- Reading passage
****************************************

# Thinking About Dashing.



## Grubhubflub (Jun 16, 2018)

What exactly is the red card for? Why can't they just wire the money directly to the restaurant?


----------



## MHR (Jul 23, 2017)

Some orders you have to pay for with the red card. Don’t know why. DD is a pain. 

You will have orders already placed and paid for, placed but not paid for and then, my all time favorite, not placed nor paid for.


----------



## Grubhubflub (Jun 16, 2018)

How do you know when you need to place the order?


----------



## MHR (Jul 23, 2017)

Grubhubflub said:


> How do you know when you need to place the order?


It'll tell you on the app after you swipe that you've arrived.


----------



## Grubhubflub (Jun 16, 2018)

Ok, so the money either goes to the restaurant or the red card, right?


----------



## MHR (Jul 23, 2017)

Correct.


----------



## beltbuckle69 (Sep 23, 2018)

Tried it for a day and I wasn't a fan. First order was simple, pick up, pay with their card, easy peasy. 

The next order required me to place the order myself. The place was dead so I had no problem with it. When I told them I was with doordash and showed them the order they told me they're out of ingredients for that specific item. 

From there I had to contact the customer and ask them how'd they like to proceed. They got upset with me that the restaurant didn't have what they wanted. We agreed on something else, and I hung up and went back in to order. 

They were out of that too, turns out. At this point I called the customer again and they wanted to cancel, but didn't have the option. I didn't see the option on my end either. Uninstalled the app and drove off. 

That's just my experience with it. Some people do it without issue.


----------



## nighthawk398 (Jul 21, 2015)

beltbuckle69 said:


> Tried it for a day and I wasn't a fan. First order was simple, pick up, pay with their card, easy peasy.

****************************************

- Data records

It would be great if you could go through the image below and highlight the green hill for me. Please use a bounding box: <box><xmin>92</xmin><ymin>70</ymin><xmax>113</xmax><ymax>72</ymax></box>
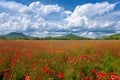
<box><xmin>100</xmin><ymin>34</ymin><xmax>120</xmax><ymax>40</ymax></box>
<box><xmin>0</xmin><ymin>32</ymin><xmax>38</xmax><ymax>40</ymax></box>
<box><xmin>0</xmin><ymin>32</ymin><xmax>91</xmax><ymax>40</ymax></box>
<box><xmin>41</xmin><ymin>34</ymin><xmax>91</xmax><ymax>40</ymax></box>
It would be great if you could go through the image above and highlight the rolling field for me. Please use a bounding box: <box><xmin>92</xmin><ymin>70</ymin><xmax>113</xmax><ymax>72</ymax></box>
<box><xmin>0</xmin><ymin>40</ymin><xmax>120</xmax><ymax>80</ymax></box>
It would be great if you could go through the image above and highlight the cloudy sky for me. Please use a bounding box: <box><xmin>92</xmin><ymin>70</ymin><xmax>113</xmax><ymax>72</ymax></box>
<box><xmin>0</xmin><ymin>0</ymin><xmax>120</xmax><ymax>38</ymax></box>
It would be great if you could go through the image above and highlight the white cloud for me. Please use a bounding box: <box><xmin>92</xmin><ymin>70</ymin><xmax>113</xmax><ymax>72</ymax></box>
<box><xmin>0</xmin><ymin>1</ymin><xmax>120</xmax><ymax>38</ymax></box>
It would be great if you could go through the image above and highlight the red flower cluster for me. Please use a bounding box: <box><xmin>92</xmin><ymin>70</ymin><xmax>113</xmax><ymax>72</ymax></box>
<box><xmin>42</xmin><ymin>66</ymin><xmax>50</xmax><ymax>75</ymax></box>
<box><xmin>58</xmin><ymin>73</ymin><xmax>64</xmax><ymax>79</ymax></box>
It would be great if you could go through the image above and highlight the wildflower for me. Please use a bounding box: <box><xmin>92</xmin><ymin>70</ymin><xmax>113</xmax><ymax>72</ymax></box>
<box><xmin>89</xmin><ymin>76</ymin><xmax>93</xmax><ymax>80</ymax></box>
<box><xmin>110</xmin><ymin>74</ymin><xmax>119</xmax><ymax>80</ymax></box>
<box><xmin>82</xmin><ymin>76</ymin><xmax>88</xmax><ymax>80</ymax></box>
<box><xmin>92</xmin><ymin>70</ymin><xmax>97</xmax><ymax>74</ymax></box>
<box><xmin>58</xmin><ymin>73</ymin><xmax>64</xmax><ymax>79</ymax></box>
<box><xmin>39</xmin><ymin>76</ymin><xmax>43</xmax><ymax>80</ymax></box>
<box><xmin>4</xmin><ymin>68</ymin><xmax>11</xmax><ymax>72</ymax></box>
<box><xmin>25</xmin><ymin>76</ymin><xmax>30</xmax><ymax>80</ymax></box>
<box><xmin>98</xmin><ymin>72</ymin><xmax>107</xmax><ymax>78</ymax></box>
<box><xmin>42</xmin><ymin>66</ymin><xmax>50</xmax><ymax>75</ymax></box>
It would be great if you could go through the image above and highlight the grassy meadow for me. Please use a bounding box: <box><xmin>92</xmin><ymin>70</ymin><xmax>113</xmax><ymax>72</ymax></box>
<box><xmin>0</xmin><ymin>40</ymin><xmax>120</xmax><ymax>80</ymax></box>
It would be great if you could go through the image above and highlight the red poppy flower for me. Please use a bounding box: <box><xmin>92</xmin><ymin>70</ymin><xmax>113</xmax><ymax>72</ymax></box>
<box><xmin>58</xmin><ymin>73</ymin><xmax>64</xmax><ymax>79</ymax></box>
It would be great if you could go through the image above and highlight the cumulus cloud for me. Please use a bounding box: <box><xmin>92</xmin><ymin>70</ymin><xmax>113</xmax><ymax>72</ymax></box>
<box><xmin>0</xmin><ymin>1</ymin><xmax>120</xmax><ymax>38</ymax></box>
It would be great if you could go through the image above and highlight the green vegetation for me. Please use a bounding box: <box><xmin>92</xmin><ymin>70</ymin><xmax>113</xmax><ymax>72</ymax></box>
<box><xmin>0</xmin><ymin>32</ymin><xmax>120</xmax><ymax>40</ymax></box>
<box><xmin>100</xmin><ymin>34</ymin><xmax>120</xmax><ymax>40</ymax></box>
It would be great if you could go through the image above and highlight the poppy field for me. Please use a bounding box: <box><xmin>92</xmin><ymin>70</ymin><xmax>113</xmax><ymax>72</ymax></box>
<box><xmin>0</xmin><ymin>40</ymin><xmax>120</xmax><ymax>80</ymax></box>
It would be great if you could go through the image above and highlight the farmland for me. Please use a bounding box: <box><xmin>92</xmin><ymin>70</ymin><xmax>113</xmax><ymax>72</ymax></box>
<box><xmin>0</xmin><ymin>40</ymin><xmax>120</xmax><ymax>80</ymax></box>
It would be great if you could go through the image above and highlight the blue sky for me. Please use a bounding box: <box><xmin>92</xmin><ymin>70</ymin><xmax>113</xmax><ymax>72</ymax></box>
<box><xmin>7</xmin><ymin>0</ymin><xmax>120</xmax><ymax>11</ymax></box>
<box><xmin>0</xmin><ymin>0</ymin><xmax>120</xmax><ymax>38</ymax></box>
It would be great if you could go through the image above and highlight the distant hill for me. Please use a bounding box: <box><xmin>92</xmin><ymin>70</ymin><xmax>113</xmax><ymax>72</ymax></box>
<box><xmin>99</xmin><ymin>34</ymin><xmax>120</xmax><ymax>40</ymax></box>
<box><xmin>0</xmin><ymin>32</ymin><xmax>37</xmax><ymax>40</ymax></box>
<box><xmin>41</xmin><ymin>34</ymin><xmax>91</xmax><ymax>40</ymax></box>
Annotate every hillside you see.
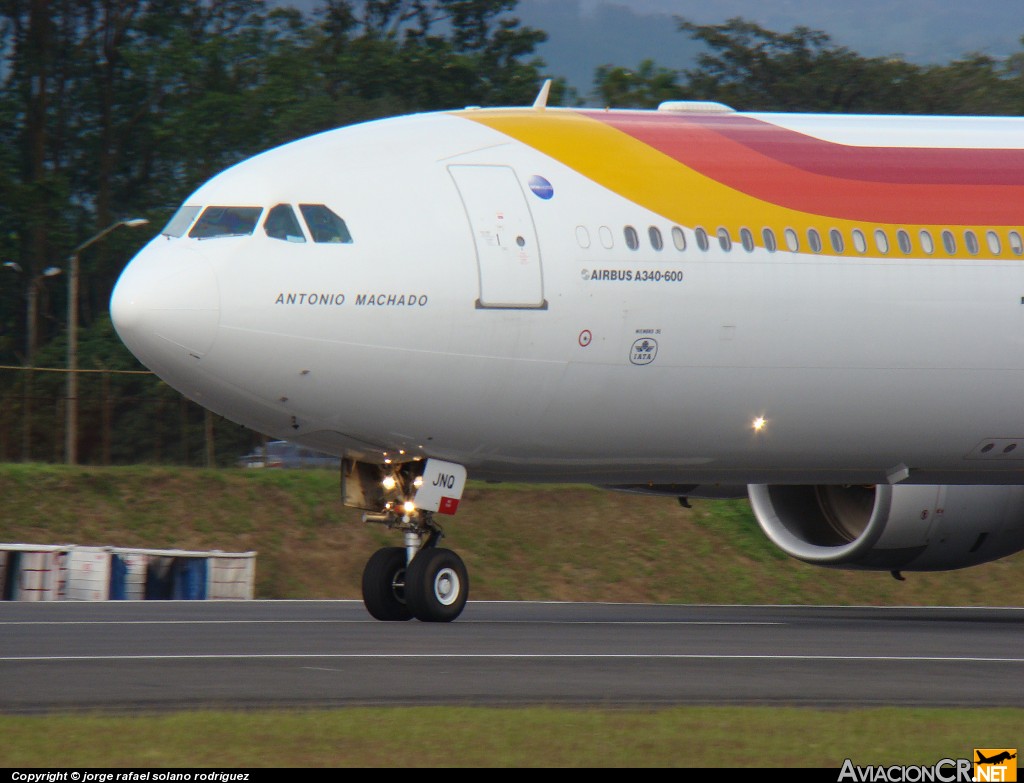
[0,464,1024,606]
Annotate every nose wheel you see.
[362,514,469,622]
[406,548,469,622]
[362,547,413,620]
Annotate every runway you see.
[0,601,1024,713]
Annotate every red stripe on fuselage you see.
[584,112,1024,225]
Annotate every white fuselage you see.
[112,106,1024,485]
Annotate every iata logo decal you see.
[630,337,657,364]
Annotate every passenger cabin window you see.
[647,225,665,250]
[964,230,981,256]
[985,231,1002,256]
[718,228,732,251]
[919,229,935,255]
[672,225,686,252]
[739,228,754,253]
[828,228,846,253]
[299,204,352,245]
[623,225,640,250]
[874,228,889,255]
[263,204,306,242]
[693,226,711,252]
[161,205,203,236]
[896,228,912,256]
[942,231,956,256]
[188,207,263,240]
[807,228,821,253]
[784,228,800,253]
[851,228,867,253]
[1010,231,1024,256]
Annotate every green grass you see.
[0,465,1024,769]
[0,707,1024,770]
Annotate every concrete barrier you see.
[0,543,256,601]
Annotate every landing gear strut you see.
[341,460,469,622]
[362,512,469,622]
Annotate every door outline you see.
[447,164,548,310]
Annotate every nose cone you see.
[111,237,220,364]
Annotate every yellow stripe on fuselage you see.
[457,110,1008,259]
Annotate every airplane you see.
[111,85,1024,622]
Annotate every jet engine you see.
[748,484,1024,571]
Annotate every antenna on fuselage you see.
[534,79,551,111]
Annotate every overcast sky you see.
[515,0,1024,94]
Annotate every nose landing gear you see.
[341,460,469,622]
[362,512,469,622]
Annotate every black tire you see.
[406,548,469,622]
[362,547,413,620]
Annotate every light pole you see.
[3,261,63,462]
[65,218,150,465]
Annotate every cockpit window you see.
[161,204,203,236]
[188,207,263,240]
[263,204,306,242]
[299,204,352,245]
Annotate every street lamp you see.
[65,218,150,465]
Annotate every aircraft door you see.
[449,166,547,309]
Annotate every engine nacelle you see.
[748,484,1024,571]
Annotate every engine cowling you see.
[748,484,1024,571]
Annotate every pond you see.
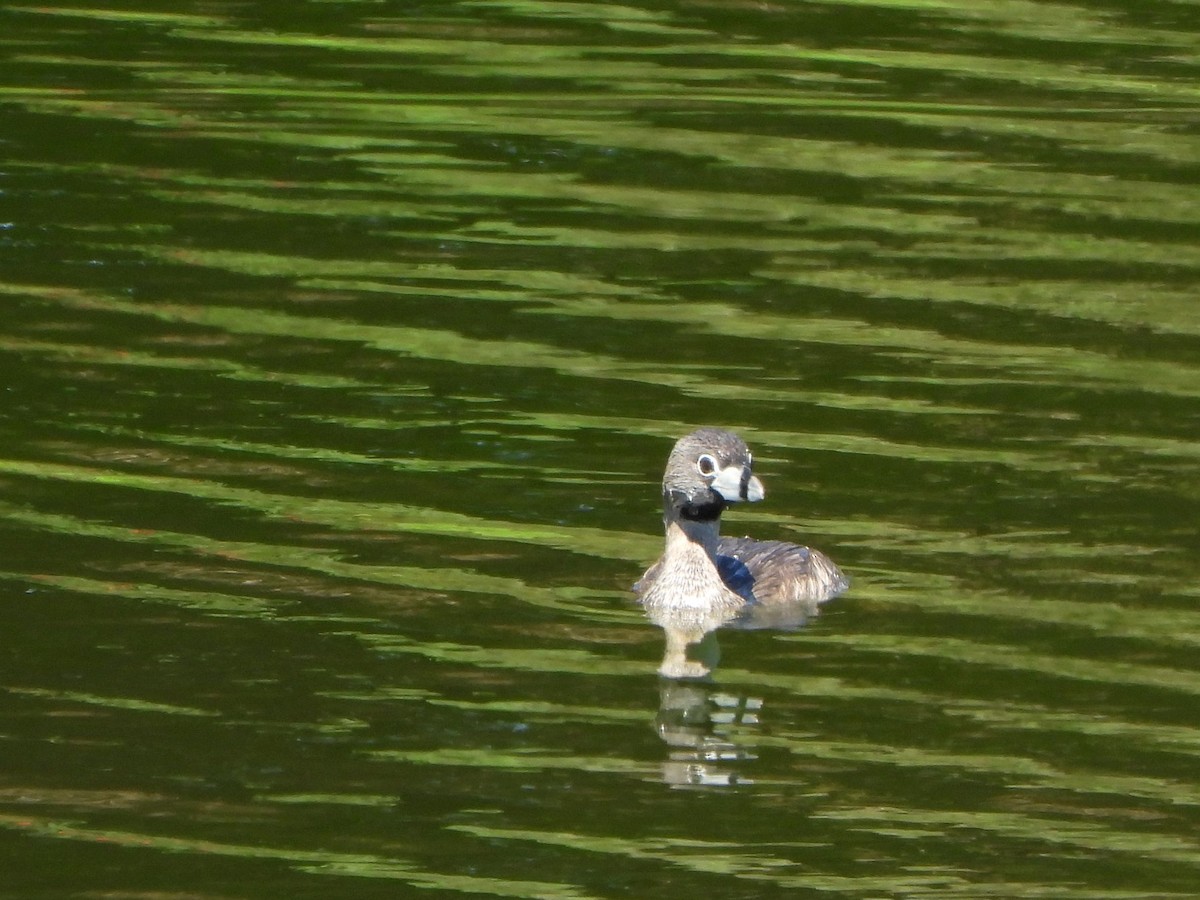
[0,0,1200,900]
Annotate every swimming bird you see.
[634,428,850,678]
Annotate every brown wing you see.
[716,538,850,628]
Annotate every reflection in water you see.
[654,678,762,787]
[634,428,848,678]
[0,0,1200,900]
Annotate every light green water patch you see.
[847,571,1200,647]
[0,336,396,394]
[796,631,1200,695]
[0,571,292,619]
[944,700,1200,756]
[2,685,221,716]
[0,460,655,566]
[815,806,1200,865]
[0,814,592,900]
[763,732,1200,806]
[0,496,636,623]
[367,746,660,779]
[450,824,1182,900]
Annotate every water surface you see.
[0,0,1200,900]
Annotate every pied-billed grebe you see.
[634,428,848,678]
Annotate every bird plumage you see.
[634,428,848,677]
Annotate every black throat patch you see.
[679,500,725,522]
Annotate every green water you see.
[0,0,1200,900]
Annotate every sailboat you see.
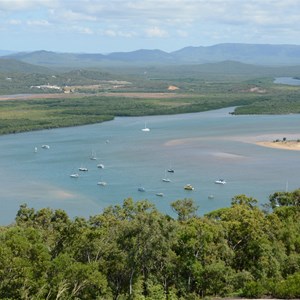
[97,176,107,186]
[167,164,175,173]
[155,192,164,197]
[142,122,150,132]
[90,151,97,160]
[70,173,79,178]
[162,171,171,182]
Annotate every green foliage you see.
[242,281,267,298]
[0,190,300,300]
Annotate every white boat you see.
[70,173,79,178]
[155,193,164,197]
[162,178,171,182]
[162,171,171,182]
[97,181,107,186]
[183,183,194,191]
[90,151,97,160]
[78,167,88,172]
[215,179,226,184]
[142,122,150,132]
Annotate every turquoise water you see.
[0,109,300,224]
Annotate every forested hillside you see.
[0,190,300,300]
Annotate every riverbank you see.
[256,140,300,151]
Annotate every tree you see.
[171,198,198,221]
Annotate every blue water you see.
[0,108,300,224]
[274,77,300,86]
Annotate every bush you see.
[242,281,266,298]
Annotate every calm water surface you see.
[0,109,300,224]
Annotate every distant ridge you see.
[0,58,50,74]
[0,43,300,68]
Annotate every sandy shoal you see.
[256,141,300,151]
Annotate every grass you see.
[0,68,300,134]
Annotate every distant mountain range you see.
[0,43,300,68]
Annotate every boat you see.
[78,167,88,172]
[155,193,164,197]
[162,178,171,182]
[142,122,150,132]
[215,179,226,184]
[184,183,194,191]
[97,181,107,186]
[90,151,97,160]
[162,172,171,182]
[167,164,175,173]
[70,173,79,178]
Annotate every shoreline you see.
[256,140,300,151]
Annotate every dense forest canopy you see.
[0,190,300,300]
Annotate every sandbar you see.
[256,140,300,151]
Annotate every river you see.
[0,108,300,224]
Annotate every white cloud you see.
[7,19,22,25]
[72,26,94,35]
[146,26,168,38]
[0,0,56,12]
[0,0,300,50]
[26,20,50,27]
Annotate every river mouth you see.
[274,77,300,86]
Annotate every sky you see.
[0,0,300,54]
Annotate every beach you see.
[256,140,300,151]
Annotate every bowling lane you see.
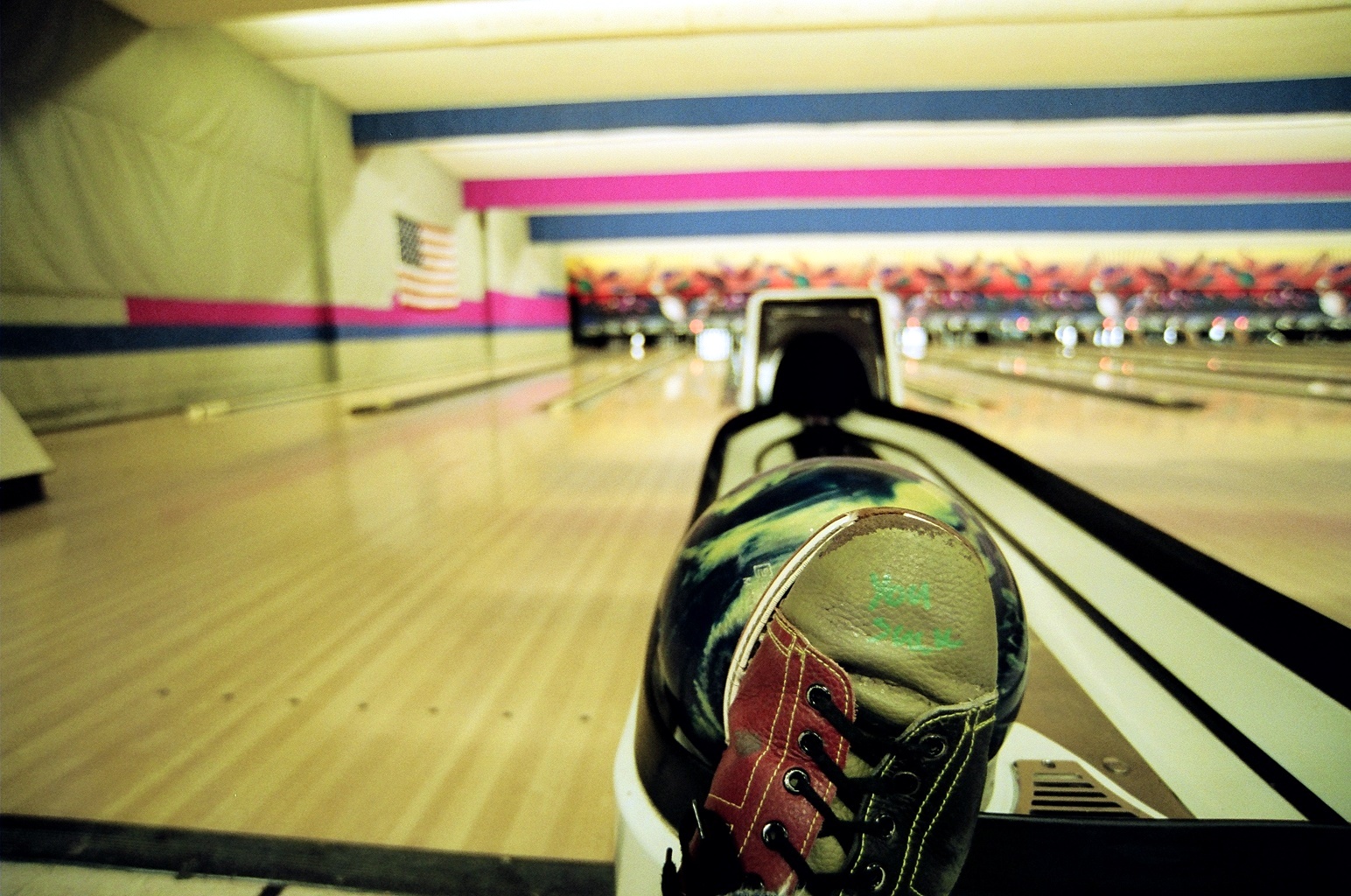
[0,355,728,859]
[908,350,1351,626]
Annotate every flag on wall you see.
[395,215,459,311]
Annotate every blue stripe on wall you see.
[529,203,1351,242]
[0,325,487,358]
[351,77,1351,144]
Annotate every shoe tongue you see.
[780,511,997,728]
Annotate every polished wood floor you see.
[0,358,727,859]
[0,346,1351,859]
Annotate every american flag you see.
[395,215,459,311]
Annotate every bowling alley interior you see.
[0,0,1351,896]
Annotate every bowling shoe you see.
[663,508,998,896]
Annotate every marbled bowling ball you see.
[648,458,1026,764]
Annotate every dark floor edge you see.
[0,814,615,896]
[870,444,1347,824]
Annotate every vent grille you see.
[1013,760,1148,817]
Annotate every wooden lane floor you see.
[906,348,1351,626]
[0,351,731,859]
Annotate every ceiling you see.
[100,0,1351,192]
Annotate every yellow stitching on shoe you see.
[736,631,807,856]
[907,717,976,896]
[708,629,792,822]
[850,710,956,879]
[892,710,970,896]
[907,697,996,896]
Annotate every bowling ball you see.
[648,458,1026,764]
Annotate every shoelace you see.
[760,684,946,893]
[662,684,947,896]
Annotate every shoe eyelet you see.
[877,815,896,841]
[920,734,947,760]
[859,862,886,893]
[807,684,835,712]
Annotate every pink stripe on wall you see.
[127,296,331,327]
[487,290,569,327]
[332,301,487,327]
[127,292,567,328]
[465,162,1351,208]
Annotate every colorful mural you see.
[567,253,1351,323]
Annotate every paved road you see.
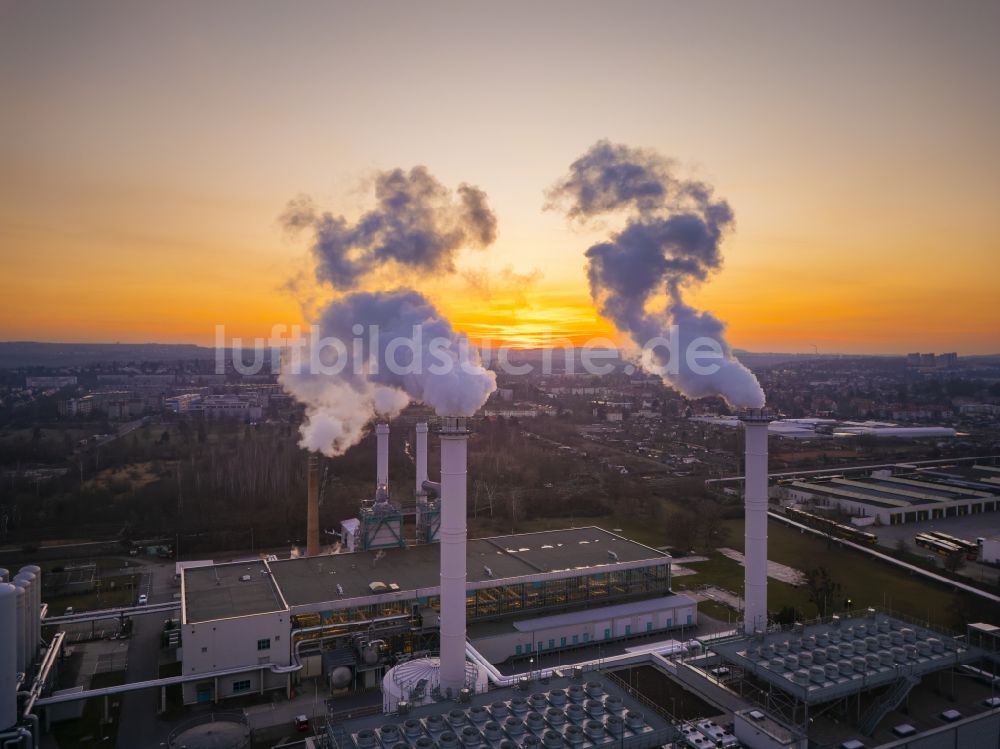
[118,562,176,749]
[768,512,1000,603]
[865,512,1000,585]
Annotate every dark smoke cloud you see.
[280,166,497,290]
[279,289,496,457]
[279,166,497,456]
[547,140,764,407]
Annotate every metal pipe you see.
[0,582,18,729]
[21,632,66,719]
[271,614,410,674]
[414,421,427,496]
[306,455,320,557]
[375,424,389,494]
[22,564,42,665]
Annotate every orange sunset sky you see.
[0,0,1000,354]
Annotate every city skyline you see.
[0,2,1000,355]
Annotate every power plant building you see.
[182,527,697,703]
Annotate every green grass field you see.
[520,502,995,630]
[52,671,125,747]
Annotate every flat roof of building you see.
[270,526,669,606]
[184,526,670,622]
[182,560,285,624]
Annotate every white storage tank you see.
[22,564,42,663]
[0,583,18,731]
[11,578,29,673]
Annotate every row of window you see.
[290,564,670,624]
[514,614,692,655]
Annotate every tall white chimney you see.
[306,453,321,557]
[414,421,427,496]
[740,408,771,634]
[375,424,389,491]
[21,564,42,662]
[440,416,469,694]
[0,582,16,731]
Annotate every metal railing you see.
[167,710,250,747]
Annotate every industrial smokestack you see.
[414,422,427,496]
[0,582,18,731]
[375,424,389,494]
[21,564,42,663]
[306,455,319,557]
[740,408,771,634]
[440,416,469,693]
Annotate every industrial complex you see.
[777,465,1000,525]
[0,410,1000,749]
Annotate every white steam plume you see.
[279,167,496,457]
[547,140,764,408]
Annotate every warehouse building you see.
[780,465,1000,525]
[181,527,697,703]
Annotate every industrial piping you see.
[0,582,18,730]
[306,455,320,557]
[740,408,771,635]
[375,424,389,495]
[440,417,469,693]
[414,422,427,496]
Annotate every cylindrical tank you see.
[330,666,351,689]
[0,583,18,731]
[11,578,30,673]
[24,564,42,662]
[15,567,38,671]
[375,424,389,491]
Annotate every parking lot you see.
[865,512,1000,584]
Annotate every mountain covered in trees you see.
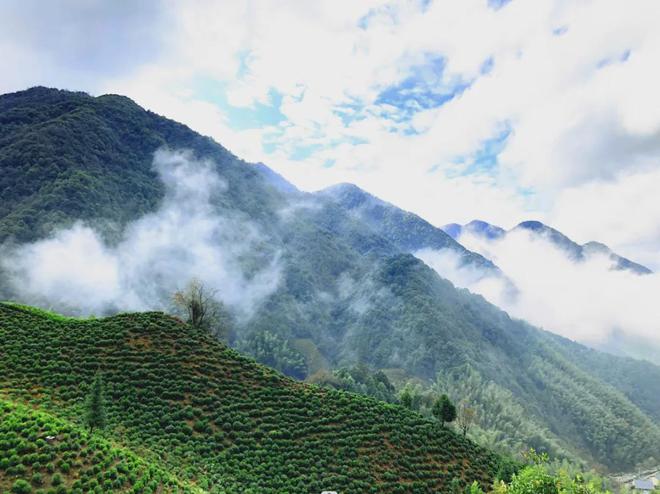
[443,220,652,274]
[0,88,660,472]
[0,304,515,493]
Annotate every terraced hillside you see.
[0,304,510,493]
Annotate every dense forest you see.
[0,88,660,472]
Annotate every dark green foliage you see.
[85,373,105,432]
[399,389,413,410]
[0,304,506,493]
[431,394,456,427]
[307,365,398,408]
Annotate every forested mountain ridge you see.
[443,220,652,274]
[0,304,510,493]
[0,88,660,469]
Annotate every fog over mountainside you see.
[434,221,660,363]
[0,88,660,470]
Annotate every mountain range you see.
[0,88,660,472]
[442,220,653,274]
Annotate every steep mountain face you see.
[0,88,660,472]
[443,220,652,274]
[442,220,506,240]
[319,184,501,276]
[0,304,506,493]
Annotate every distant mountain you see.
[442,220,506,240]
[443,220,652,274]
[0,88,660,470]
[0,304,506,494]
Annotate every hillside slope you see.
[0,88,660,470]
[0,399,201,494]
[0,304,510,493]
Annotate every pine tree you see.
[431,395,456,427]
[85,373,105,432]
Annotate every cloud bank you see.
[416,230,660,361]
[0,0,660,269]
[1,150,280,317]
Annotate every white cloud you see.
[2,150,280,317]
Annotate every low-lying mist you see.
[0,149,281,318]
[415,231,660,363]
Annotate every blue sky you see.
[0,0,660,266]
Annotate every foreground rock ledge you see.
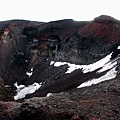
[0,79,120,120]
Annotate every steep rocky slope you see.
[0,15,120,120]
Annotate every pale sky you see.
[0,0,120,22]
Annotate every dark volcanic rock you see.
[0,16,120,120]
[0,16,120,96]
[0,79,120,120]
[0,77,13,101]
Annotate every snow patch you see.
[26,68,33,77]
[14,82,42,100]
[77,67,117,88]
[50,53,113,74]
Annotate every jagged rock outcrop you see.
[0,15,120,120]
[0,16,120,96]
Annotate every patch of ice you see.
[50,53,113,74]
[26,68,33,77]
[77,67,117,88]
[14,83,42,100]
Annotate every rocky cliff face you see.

****************************************

- Tasks for this exercise
1. For the thread about dashing, say whether each statement agrees with it: (a) Some orders must be paid for with the red card. (b) The app says to place the order before you swipe that you've arrived. (c) beltbuckle69's first order went smoothly. Answer yes or no for each and quote the deciding words.
2. From the thread about dashing, quote the passage starting with "It'll tell you" and going on through "red card, right?".
The listing has nothing to do with the thread.

- Answers to the exercises
1.
(a) Yes: "Some orders you have to pay for with the red card."
(b) No: "It'll tell you on the app after you swipe that you've arrived."
(c) Yes: "First order was simple, pick up, pay with their card, easy peasy."

2.
It'll tell you on the app after you swipe that you've arrived.


----------



## Grubhubflub (Jun 16, 2018)

Ok, so the money either goes to the restaurant or the red card, right?